SELECTED EXTRACT:
— Begin —

The only problem is to determine the order of the IDAT chunks.

A huge help is to know that the raw data of IDAT chunks is compressed using zlib.

So, if we have $n$ IDAT chunks, we can try all $n!$ combinations, and check which combination decompresses correctly.

However, that strategy is time consuming, so we can come up with some clever tricks:

• zlib header of PNG files (almost always) starts with the byte 0x78, which indicates deflate compression with a 32-KB window. Only one chunk satisfies this property, which is deemed as the first chunk.

• All chunks have equal size, except one which is smaller. The smaller chunk is the last chunk.

• Removing the first and last chunks, only $n-2$ chunks remain. In Python, zlib has a decompressobj() function, which returns an object capable of decompressing partial streams (or erring on invalid streams). We use this capability in a backtracking algorithm, which creates a search tree and prunes those subtrees with no valid child as early as possible. This way, we don't need to try all $(n-2)!$ combinations.

• Using zlib.decompress() function, we prune those combinations of length $n$ which are valid as partial streams but invalid as a whole stream.

The above algorithm is implemented in find_correct_idat() function (See blocks-solution.py).

It returns as soon as one valid combination is found. The calculations may take several minutes.

10. We reconstruct all chunks using the raw2chunk() function. (For IEND, the data field is empty.)

The chunks are then concatenated in arbitrary order, with the constraint that IHDR and IEND must be first and last, respectively.

The MAGIC bytes are added, and the file is saved.

11. As the file is flipped and rotated, the necessary transformations are applied to make it upright.

12. The following text is written in the file:

SharifCTF{D2E857E07AD021CB52AE76DD9AD9B6DB}

— End —

RECORD EXTRACTS:

— Begin —

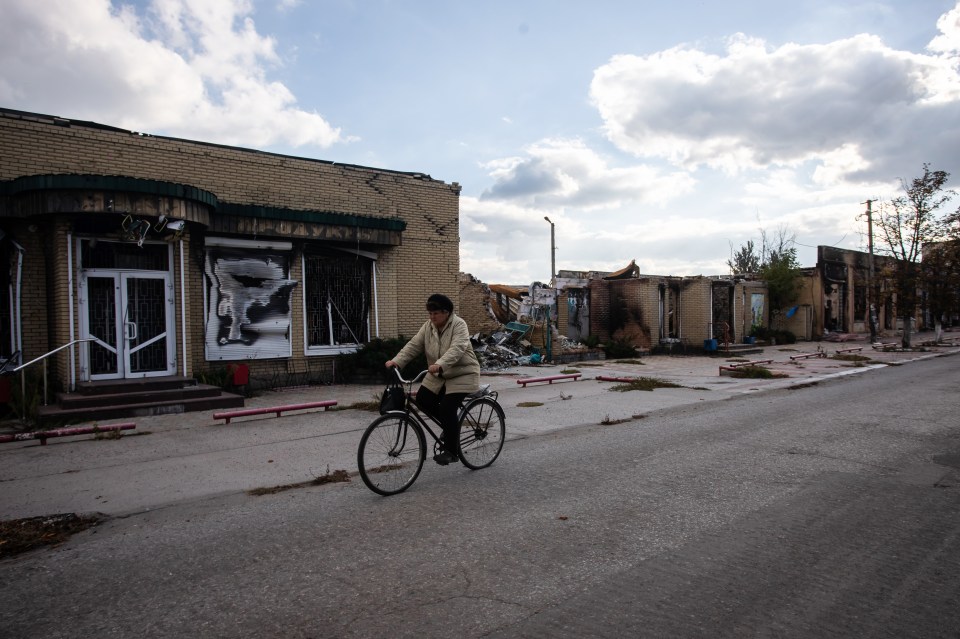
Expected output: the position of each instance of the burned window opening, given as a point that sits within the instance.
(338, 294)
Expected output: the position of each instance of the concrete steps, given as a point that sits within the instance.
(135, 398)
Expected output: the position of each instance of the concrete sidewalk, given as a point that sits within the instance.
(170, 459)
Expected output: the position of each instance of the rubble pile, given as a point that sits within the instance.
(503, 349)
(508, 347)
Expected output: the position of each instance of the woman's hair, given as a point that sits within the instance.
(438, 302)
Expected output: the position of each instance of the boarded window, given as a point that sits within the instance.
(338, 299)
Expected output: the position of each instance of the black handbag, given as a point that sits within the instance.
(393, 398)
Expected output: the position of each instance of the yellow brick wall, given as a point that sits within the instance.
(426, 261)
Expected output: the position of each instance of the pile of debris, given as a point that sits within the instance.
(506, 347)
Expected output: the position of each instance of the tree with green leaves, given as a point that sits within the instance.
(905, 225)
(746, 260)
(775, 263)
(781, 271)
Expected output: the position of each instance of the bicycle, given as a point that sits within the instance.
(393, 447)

— End —
— Begin —

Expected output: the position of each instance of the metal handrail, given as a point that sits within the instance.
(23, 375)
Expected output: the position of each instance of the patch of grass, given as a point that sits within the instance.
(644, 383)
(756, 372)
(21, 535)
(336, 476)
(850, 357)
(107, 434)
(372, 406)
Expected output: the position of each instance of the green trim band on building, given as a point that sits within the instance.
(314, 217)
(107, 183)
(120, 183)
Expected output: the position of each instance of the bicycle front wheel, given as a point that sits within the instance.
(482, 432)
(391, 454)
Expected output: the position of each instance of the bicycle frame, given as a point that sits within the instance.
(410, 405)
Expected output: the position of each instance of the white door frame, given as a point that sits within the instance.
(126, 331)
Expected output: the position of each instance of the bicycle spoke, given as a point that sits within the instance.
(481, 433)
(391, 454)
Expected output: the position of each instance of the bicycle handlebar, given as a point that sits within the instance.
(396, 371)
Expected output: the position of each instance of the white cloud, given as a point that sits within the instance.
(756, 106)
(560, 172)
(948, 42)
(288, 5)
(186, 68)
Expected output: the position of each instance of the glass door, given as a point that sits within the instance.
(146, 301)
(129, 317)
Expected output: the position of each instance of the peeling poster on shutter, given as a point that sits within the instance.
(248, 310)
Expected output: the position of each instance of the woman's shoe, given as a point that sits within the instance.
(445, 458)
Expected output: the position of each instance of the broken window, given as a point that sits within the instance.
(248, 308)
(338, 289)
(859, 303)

— End —
— Begin —

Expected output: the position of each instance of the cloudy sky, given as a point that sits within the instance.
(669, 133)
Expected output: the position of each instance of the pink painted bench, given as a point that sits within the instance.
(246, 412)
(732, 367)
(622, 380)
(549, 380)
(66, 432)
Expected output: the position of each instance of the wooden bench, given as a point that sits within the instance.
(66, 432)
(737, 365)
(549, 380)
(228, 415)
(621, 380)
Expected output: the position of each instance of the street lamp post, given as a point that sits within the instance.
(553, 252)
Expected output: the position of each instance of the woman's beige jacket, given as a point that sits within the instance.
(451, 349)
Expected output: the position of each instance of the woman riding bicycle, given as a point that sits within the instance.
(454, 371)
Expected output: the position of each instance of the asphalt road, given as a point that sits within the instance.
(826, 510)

— End —

SHORT EXERCISE: Please explain in one to three sentences why, in the text on ordering IDAT chunks, the search does not have to try all (n-2)! orderings of the middle chunks. The rows are separate material from the text on ordering IDAT chunks.

RESPONSE: In Python, zlib's decompressobj() returns an object that can decompress partial streams and errs on invalid ones. This lets a backtracking algorithm build a search tree and prune subtrees with no valid child as early as possible, so not every ordering of the remaining n-2 chunks needs to be tested.